Exercise prompt: Rewrite the lines from the one containing "Where can you see the wheel" through the end of the items below, both ends included, and keep the requests. Multiply every coordinate in the answers by 2.4 and round to whole numbers, with halves rounded up.

Record extracts:
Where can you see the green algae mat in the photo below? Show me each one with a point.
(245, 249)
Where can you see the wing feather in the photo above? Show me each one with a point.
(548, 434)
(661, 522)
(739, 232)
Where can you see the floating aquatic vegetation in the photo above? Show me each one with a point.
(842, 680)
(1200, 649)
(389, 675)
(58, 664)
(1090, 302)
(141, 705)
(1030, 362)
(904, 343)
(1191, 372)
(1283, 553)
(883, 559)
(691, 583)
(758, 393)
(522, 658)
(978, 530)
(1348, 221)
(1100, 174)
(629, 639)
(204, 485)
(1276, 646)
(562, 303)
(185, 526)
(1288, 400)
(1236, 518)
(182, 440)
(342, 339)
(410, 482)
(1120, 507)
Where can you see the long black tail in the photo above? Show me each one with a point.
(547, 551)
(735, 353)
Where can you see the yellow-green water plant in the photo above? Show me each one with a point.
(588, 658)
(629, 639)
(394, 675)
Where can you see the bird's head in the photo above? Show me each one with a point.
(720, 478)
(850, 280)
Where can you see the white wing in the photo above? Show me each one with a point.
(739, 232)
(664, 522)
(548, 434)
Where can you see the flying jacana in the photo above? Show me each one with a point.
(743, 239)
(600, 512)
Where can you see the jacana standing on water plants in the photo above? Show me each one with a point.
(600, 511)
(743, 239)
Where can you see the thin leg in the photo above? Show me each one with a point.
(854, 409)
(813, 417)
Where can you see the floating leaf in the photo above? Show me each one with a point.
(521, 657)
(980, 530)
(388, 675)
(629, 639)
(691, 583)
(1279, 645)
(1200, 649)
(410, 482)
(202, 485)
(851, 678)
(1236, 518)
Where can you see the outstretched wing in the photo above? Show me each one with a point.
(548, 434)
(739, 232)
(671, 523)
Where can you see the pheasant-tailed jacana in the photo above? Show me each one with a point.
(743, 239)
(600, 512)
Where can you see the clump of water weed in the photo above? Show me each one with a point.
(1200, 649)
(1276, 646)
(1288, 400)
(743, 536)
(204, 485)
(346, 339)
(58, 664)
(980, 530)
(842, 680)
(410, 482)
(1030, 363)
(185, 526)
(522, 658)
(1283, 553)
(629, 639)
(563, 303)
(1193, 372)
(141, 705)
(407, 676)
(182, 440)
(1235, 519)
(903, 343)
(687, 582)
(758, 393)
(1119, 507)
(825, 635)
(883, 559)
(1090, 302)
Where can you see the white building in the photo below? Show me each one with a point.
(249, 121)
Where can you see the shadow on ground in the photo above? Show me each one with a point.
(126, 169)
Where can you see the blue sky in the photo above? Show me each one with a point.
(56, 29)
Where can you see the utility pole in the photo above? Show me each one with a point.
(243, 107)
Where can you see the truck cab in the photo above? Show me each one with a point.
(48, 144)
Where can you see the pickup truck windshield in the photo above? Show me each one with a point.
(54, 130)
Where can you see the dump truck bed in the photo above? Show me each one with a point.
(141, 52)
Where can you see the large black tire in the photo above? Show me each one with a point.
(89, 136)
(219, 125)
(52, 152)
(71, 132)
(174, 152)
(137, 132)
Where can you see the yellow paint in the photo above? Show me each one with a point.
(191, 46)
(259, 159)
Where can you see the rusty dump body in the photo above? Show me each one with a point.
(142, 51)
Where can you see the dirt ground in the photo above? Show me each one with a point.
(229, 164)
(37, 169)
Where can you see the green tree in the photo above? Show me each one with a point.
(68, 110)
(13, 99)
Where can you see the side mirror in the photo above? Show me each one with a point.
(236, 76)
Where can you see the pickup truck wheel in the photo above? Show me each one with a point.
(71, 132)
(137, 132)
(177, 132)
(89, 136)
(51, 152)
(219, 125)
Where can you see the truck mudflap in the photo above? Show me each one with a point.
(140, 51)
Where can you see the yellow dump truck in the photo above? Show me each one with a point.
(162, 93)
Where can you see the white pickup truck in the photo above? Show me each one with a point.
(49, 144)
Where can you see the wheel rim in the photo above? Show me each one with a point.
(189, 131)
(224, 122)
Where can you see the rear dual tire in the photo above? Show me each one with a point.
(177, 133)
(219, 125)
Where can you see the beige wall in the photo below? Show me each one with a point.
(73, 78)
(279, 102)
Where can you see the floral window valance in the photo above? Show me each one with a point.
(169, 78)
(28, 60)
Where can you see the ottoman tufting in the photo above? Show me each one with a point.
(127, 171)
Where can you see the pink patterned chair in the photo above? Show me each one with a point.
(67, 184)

Answer for this exercise:
Where can you see the wheel rim in the photo above? Show me each one with a point.
(454, 314)
(538, 293)
Where can you see the rear dual tire in the photo above? Show me each one with a point.
(425, 319)
(526, 300)
Where can you see the beige wall in the photo below? Show me each one with a point.
(175, 187)
(670, 245)
Where can you see the floral window valance in the photo above? Show me each one with a point.
(406, 187)
(67, 144)
Where can you see the ottoman tufting in the photo above? Show me each one with a point.
(305, 410)
Where can you see the pink patterned chair in the photo above? Show me each one with a point.
(161, 442)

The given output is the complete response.